### Extract to read
Chinese state media company

Shenzhen Media Group (SZMG) is a state media company based in Shenzhen, Guangdong province, China. It owns twelve TV channels and four radio stations which broadcast music, report news and Chinese talk shows. Shenzhen Media Group is controlled by the propaganda department of the Shenzhen Municipal Committee of the Chinese Communist Party.

==History==
Before the establishment of the Shenzhen Special Economic Zone, Shenzhen had no local television station. Since Shenzhen is adjacent to Hong Kong, some people used Yagi-Uda antennas to receive Hong Kong channels. In May 1978, Baoan County (present-day Shenzhen City) set up a TV transmitting station at Wutong Mountain. Work was completed on 1 March 1980 and the 300-watt transmitter was used, on channel 10, to relay the programs of Guangdong Television, channel 2. The power was increased to 10 kilowatts on 1 October 1981.

### Tasks to carry out
[A] Copy the passage from the Shenzhen Media Group article word for word, starting with "Shenzhen Media Group (SZMG)" and going on through "1 October 1981.".
[B] Take the Shenzhen Media Group article further, picking up right after its final sentence.

### Data block
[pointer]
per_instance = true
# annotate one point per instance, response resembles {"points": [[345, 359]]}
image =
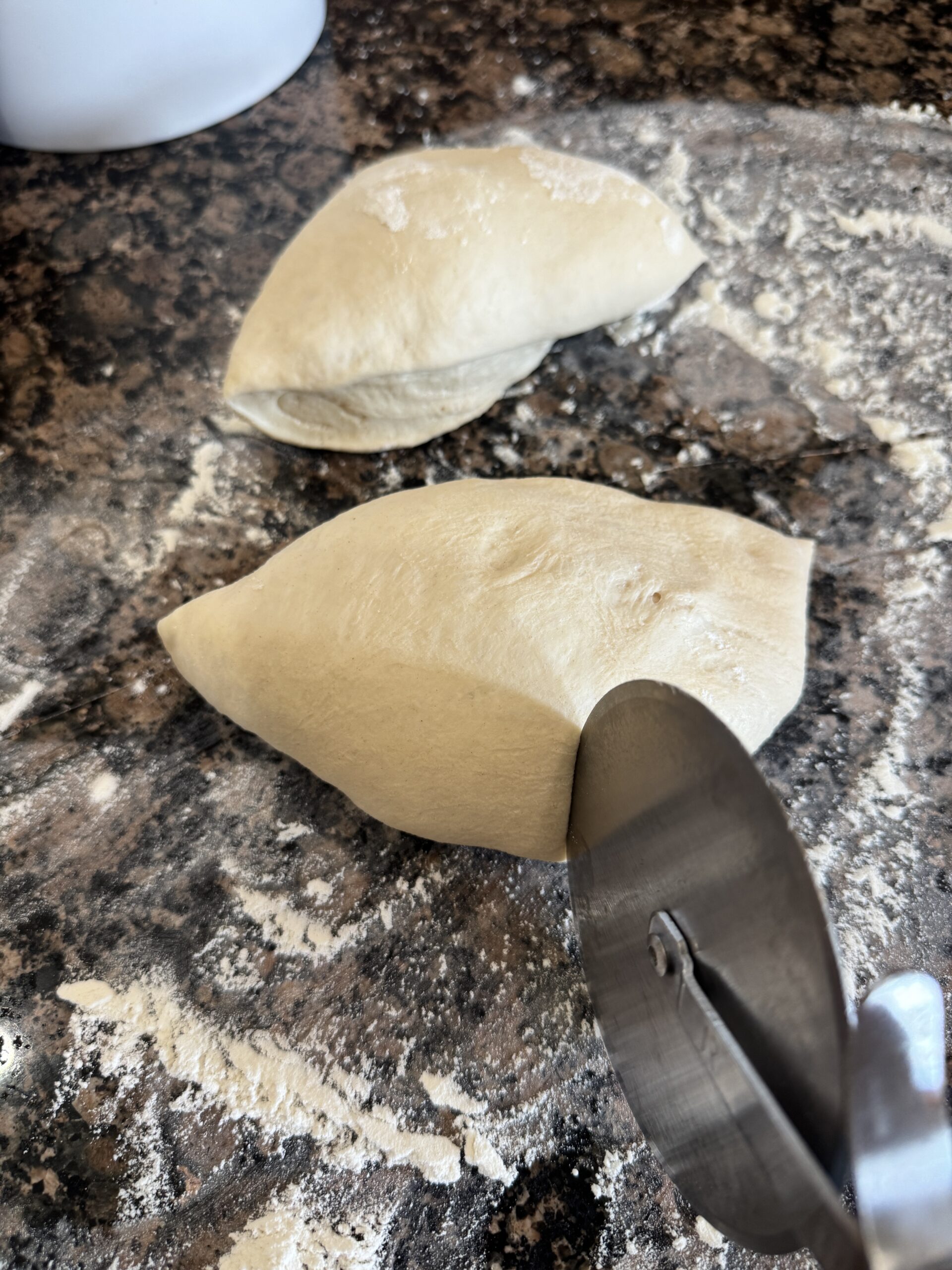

### List of answers
[A]
Shenzhen Media Group (SZMG) is a state media company based in Shenzhen, Guangdong province, China. It owns twelve TV channels and four radio stations which broadcast music, report news and Chinese talk shows. Shenzhen Media Group is controlled by the propaganda department of the Shenzhen Municipal Committee of the Chinese Communist Party.

==History==
Before the establishment of the Shenzhen Special Economic Zone, Shenzhen had no local television station. Since Shenzhen is adjacent to Hong Kong, some people used Yagi-Uda antennas to receive Hong Kong channels. In May 1978, Baoan County (present-day Shenzhen City) set up a TV transmitting station at Wutong Mountain. Work was completed on 1 March 1980 and the 300-watt transmitter was used, on channel 10, to relay the programs of Guangdong Television, channel 2. The power was increased to 10 kilowatts on 1 October 1981.

[B]
After the establishment of the Shenzhen SEZ, the State Administration of Film, Radio and Television approved the creation of Shenzhen Television on 19 August 1982. Experimental broadcasts on channel 10 started on 1 January 1984. However, the broadcast of the Shenzhen Radio and Television University caused these experiments to adjust the airtime.

On 1 November the same year, regular broadcasts started with a transmitter imported from France broadcasting on UHF channel 33.

In July 2023, SZMG launched an international communication center. It also operates Zhinews or "Straight News" online.
==South African holdings==
In May 2009 South African fixed-line telephone operator Telkom said it had sold its majority stake in start-up broadcaster Telkom Media to the Shenzhen Group. The parties had been in negotiations since at least March 2008.